### [Problem to work on]
Count the lines in the items below that contain the word "with", and give only that number.

### [Available data]
☆ ☆ ☆ ☆ ☆

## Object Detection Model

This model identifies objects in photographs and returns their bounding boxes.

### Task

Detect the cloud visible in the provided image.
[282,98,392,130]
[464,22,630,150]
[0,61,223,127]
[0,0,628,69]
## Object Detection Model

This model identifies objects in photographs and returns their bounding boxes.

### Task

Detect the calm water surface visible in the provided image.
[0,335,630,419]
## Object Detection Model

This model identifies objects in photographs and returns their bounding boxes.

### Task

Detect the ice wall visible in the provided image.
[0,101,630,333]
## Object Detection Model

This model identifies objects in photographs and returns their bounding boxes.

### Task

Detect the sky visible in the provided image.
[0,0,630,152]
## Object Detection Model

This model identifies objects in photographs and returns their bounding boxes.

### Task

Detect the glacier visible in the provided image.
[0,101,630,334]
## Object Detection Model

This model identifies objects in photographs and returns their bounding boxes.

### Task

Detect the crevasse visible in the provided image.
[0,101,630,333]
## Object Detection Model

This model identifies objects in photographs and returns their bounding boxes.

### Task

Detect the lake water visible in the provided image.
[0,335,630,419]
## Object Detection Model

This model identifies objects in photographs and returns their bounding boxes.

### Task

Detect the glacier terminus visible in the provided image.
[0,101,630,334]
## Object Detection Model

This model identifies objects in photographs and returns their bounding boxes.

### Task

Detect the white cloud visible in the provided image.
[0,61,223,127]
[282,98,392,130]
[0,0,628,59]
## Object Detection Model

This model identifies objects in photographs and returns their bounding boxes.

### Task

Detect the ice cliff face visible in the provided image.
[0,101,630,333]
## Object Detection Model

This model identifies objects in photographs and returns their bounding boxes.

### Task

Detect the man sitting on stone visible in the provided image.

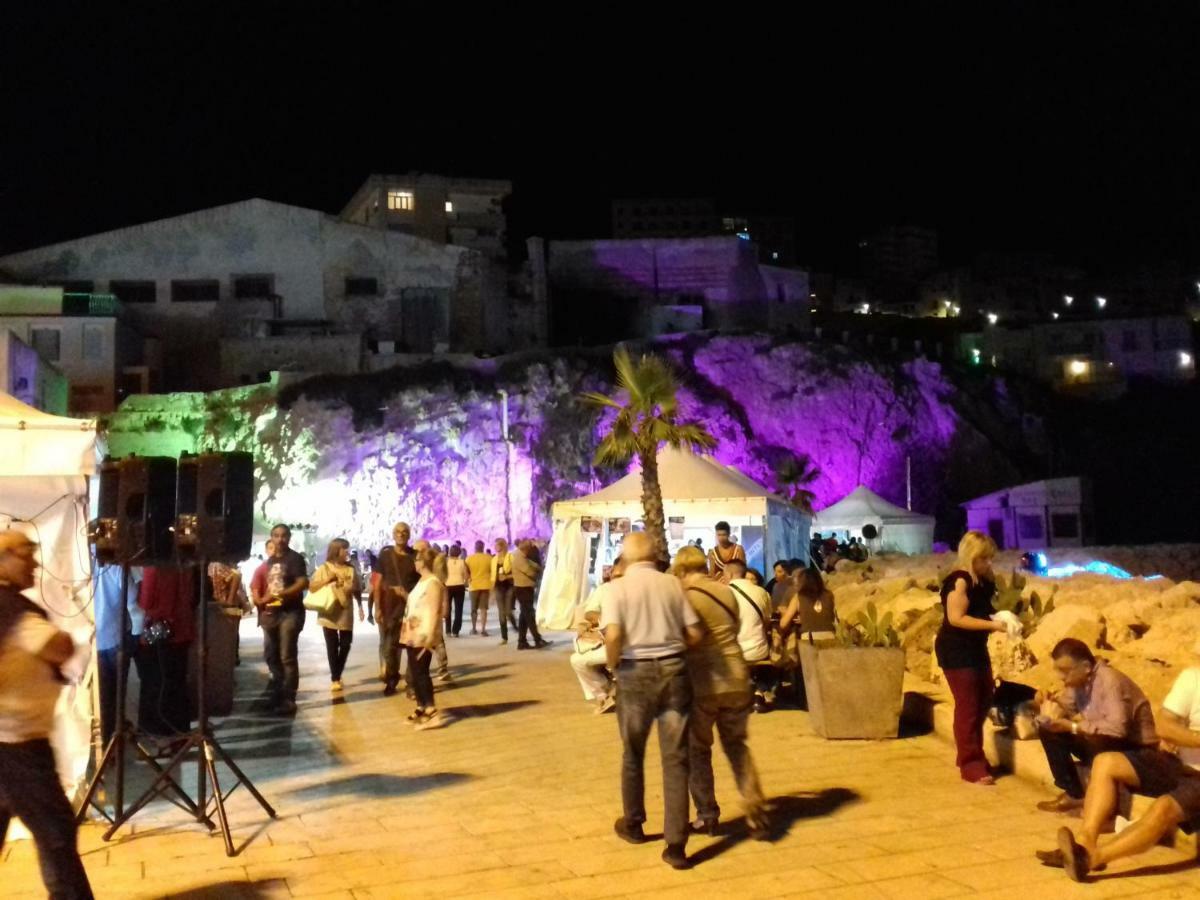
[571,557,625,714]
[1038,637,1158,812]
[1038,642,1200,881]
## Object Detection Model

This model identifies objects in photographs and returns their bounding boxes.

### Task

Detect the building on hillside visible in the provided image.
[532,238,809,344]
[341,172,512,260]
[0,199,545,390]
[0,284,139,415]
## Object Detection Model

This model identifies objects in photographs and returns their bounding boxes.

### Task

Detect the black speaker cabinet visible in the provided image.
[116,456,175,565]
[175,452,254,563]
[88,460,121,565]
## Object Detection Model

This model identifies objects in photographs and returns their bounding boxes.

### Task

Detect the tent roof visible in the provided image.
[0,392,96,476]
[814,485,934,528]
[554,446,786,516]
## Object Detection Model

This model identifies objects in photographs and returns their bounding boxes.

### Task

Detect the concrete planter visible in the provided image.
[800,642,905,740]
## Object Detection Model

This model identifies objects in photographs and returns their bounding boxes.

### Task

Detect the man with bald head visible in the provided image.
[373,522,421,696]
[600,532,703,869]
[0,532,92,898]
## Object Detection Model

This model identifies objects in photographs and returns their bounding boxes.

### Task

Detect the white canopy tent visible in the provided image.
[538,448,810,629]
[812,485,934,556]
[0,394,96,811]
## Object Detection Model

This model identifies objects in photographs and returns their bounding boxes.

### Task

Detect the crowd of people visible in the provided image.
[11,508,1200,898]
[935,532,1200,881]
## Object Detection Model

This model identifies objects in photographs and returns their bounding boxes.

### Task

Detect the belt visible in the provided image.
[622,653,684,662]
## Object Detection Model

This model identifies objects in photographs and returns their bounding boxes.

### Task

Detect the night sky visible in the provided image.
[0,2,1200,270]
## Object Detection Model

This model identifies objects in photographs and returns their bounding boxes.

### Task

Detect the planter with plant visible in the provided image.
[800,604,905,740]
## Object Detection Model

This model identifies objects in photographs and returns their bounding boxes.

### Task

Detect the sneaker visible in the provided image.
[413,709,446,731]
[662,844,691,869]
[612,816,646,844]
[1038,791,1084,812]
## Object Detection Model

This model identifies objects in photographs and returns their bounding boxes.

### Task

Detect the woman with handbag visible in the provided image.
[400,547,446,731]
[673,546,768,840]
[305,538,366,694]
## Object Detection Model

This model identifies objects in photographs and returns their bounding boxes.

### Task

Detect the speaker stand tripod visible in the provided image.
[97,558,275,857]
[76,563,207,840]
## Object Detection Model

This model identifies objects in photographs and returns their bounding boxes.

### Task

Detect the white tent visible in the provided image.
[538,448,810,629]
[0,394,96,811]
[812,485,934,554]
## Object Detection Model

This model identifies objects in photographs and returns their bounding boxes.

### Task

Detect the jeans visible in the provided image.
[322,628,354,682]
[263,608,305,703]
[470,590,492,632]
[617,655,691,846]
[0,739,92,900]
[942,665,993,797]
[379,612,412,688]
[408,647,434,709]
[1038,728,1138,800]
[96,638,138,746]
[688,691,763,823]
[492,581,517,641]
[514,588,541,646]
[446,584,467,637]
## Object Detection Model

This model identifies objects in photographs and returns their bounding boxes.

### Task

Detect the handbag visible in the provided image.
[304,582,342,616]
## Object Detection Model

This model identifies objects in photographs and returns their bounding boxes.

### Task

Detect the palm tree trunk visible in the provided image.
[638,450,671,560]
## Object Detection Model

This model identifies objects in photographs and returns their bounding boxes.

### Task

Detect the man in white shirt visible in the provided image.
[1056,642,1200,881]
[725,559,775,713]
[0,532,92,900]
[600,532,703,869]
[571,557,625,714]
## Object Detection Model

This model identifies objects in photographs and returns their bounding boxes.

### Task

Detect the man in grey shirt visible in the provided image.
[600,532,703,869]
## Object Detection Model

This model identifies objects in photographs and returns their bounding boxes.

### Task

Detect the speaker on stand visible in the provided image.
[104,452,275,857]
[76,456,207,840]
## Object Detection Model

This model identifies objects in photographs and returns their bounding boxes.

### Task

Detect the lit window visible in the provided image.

☆ ☆ ☆ ☆ ☆

### [Result of this task]
3